[EXERCISE AIM]
Gather each line of the entries below that includes "skyscraper".

<<<<

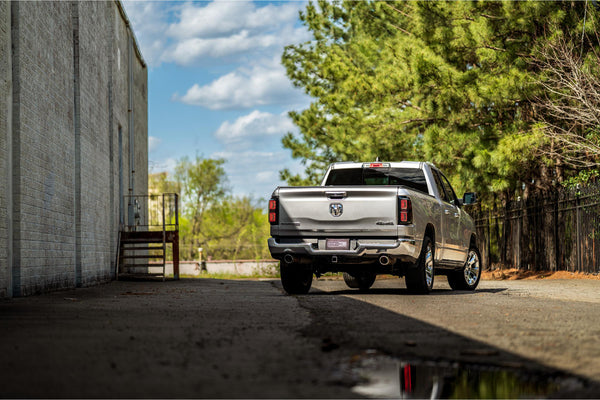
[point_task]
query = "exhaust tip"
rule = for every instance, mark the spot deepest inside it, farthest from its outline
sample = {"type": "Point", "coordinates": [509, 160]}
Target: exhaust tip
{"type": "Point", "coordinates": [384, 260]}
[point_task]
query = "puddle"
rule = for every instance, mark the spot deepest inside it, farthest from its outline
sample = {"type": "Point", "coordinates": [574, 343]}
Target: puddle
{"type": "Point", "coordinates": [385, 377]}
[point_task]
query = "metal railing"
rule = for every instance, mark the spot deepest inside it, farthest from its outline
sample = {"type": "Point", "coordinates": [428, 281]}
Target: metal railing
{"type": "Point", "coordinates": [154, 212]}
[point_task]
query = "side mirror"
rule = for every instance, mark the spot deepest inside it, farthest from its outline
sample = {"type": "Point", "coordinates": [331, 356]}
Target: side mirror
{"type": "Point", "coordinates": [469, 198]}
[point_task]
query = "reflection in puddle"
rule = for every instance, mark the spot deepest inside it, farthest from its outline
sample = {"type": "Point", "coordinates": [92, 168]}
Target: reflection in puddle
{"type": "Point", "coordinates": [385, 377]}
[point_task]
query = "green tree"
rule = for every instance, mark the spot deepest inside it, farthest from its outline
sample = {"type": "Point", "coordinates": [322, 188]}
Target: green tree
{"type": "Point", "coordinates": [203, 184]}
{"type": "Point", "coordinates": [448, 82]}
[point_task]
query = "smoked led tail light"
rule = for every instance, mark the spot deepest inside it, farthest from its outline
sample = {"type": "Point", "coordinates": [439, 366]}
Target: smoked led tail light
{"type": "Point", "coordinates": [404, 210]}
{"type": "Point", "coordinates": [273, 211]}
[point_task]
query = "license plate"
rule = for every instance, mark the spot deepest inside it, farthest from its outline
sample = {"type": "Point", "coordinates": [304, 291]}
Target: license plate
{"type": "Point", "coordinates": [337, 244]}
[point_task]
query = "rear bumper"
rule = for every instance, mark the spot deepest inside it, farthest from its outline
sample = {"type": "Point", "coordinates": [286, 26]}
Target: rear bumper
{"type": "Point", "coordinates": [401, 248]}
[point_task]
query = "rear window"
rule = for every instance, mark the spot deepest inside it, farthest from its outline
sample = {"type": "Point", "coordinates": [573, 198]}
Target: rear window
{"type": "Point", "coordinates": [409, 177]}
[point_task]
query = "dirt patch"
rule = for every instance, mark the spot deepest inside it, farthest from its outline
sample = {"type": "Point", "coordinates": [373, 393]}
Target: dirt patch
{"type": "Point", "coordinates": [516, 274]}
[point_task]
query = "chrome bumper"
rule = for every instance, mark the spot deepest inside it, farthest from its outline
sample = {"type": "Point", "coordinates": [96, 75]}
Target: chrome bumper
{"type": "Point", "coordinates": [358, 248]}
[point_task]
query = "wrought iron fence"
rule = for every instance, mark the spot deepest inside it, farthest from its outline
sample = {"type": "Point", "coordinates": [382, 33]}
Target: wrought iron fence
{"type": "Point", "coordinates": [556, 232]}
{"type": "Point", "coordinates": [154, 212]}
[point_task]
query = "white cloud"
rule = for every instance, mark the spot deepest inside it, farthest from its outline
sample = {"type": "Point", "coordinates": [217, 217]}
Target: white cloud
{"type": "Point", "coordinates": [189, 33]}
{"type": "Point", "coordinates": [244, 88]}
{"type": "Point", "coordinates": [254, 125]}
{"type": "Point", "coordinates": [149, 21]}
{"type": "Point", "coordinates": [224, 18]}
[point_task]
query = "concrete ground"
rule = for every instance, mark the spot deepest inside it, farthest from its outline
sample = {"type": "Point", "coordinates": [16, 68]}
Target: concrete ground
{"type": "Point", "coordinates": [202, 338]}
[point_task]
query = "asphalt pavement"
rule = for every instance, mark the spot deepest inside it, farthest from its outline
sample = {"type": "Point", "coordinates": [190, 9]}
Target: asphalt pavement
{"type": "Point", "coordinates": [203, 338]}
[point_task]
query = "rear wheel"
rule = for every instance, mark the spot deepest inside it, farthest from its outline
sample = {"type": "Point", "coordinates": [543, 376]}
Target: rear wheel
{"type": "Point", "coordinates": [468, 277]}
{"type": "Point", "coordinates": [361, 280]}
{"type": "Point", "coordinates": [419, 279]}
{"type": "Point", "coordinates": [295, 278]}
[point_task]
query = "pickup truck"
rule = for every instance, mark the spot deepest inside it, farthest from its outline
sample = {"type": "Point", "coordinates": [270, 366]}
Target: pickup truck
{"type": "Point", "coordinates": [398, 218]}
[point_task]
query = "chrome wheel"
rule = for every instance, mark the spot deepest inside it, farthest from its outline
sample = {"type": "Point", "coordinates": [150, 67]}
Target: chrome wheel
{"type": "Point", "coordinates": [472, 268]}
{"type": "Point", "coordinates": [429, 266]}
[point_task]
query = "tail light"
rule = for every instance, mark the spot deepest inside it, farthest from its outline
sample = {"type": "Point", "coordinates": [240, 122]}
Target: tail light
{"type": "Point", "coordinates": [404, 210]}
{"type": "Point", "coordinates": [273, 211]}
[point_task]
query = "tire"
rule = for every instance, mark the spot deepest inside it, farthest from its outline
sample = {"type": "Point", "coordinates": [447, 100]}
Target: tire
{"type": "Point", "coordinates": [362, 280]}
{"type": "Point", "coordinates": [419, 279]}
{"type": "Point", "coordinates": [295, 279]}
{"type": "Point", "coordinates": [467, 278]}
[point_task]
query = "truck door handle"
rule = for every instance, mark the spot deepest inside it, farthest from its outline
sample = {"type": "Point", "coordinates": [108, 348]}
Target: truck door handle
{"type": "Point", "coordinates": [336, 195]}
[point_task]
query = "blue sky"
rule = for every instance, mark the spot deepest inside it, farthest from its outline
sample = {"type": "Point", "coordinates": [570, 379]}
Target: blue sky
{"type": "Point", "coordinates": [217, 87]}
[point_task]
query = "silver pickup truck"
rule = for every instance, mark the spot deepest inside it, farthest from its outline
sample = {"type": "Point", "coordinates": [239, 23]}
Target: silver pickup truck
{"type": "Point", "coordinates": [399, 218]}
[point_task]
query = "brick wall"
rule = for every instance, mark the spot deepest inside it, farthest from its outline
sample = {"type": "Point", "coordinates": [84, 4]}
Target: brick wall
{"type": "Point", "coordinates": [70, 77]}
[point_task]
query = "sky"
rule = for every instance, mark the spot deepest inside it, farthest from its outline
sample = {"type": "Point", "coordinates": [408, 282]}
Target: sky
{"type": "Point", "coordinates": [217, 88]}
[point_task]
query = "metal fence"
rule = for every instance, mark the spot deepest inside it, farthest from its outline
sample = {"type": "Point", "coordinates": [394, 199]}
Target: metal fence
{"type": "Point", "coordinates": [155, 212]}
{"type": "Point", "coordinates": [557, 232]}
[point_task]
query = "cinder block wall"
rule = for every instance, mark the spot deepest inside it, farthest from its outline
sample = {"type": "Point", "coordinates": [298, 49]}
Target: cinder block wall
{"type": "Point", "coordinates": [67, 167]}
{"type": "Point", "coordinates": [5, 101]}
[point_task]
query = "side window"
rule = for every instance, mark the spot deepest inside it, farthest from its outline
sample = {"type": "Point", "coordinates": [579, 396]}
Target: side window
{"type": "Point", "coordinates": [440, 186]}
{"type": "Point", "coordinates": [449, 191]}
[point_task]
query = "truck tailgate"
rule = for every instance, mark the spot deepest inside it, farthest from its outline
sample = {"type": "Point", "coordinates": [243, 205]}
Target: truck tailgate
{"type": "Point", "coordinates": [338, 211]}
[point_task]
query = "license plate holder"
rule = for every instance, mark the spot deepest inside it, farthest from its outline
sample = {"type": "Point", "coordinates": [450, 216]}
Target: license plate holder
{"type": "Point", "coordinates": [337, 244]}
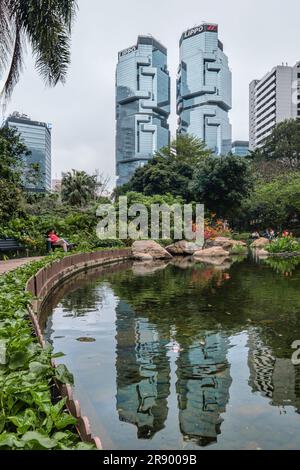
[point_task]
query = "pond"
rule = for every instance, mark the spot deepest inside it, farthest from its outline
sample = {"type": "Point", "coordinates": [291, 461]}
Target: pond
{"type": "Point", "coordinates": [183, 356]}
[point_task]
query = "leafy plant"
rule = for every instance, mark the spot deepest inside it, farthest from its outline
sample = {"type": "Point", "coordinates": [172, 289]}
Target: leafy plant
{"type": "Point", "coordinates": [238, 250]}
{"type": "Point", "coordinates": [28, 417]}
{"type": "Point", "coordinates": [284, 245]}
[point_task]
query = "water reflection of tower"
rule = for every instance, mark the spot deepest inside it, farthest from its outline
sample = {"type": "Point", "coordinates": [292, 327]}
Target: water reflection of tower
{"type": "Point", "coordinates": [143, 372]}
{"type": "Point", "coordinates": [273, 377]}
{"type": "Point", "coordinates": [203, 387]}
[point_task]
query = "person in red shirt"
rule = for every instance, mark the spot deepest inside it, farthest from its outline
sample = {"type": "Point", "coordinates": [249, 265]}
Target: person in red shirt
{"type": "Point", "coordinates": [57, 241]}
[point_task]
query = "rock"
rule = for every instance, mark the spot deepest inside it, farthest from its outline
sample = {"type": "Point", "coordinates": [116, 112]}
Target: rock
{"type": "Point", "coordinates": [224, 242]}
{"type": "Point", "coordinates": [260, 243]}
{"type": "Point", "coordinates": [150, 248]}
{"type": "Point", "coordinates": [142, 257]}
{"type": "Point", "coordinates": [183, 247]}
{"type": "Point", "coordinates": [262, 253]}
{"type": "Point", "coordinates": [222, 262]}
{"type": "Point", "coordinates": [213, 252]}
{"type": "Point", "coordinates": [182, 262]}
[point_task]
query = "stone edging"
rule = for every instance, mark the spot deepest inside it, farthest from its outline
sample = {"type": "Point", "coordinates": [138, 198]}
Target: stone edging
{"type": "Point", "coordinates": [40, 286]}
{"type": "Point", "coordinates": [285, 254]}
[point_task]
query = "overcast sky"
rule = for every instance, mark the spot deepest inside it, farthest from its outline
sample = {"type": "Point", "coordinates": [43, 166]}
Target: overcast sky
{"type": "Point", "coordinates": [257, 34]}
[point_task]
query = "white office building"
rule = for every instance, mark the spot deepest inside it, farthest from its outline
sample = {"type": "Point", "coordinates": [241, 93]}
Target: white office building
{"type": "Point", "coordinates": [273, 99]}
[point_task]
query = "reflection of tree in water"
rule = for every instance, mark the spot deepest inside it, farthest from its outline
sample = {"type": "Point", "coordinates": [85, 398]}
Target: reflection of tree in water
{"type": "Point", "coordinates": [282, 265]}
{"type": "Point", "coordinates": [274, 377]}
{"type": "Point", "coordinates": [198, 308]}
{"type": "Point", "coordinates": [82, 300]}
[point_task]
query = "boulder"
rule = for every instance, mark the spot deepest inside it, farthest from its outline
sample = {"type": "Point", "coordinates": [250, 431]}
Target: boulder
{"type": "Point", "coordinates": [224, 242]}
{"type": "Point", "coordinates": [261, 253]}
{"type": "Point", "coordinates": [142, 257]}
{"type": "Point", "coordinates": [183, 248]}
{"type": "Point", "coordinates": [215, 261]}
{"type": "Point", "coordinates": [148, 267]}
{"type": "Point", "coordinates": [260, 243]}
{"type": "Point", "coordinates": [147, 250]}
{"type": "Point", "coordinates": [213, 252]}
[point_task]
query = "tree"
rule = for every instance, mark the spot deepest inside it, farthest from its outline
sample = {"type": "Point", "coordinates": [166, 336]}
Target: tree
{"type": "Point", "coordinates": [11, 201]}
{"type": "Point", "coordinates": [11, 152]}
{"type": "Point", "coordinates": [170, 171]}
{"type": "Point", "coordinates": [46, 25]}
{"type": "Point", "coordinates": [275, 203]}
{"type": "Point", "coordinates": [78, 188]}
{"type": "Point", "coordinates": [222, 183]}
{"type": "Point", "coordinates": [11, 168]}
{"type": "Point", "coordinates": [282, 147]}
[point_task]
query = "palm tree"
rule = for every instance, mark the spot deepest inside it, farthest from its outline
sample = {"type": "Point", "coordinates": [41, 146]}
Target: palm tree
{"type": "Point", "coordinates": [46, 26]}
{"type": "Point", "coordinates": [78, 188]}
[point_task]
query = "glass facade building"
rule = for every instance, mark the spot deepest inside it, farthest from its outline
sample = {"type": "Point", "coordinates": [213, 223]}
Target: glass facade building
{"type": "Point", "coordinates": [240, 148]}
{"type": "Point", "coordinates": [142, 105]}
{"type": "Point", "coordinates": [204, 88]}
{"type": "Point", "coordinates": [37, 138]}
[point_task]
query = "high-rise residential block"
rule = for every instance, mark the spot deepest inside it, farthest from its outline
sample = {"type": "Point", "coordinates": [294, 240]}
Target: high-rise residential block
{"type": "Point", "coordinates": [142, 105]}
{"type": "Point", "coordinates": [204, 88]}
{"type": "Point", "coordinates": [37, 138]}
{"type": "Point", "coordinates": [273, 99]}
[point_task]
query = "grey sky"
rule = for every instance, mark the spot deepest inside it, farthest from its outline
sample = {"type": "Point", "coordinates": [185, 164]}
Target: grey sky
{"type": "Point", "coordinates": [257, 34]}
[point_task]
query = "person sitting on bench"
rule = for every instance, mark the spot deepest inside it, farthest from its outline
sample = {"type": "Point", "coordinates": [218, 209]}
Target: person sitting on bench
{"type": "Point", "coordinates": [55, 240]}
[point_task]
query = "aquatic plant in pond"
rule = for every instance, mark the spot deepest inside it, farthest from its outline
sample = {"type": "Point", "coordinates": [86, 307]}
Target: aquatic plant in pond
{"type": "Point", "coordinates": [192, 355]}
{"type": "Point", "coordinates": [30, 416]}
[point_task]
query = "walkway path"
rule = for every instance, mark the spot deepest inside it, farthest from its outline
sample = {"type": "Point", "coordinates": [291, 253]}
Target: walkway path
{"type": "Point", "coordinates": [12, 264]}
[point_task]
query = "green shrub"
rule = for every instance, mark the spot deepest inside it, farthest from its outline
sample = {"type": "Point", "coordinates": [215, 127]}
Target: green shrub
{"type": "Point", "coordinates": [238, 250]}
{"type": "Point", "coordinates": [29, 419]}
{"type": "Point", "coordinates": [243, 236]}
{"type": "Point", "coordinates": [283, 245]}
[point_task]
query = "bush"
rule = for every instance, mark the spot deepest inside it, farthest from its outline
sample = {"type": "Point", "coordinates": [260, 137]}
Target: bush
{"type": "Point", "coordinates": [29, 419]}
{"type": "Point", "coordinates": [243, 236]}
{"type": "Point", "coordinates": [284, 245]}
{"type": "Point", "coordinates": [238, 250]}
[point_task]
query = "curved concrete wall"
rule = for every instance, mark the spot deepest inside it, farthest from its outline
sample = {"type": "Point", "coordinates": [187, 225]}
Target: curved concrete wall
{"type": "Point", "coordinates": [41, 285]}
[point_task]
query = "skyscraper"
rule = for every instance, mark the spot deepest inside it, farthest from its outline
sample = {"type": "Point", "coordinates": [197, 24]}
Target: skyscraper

>>>>

[WRITTEN ANSWER]
query = "skyscraper"
Target: skyscraper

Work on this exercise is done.